--- Start Text extract ---

Persian is our secret By Arash Emamzadeh Long time ago, I had the pleasure (and pain) of staying in Germany for a brief period of time, at a relative's house, for what was my first trip outside of my native country, Persia. Other than getting lost several times, getting a really bad hair cut, and getting arrested for shoplifting (I thought they were samples!), we had a very good time. My friend, however, had the time of his life. Of course, we did not speak much German which made things
a little difficult. The only thing my friend knew how to say was, "Darf
ich Sie zu einem Glas Wein einladen?", which means can I invite you
for a glass of wine? and "Sind Sie verheiratet?" meaning are
you married? All I knew was, "Ich spreche nur ein biBchen Deutsch":
I speak only a little German. I did try to pick up German by listening
to conversations, radio, TV, but I found it very difficult and did not
have much success. Someone would ask me, "howyadoingsir?", or "howcanIhelpya?",
and I would stare at him, squinting, as if I were trying to solve an algebra
equation. I usually ended what seemed to be a never-ending monologue,
by a smile and a nod, and a second nod if the guy would not shut up. In
fact, I had become an expert at this and I learned to time my nod and
smile perfectly, and was able to effectively end the continuous string
of words that came at me like bullets in the dark. In Persia, I had been a well-respected man, not particularly a man of words but a man of knowledge. I had a certain standing in my social circle, and as I went about my day-to-day living, I always felt a sense of pride and self-confidence. Going to a supermarket here to buy fruits and having difficulty communicating, feeling like a babbling idiot, contrasted sharply with my life in Persia. In a sense, I was an adult who had suddenly become an infant,
pointing to things instead of naming them, like an infant pointing to
a colorful toy and making noises, meaning, "Give me the toy."

--- End Text extract ---
--- Start Given information ---

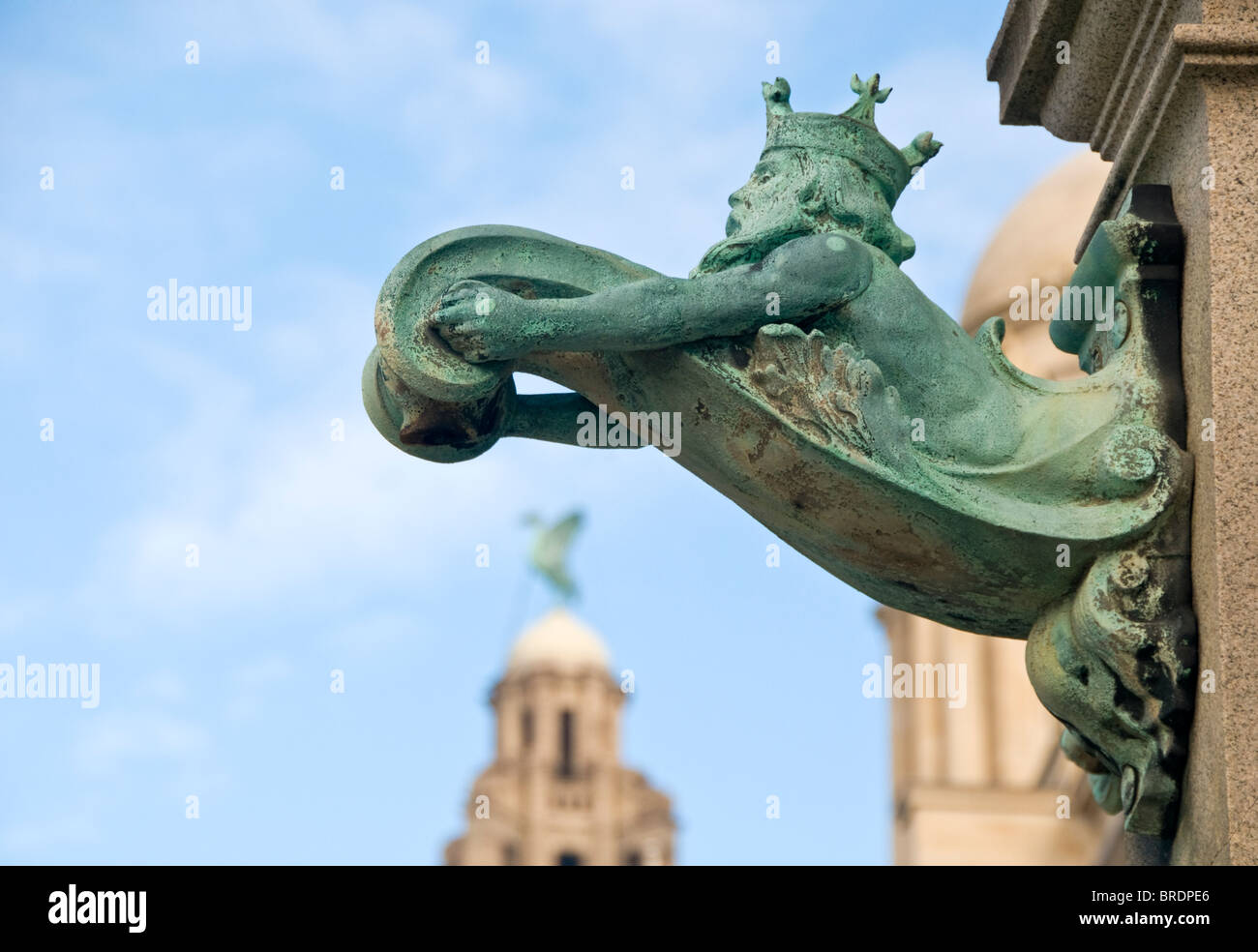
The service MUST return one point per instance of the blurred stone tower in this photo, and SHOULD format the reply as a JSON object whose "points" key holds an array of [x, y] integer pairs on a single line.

--- End Given information ---

_Short task_: In the essay on a first trip to Germany, why does buying fruit at a supermarket contrast so sharply with the writer's life in Persia? Please answer in one to three sentences. The material isn't needed for what comes next.

_Exercise output_: In Persia he was a well-respected man of knowledge with standing in his social circle, and he felt pride and self-confidence in his daily life. In Germany, struggling to communicate while buying fruit made him feel like a babbling idiot, as if an adult had suddenly become an infant.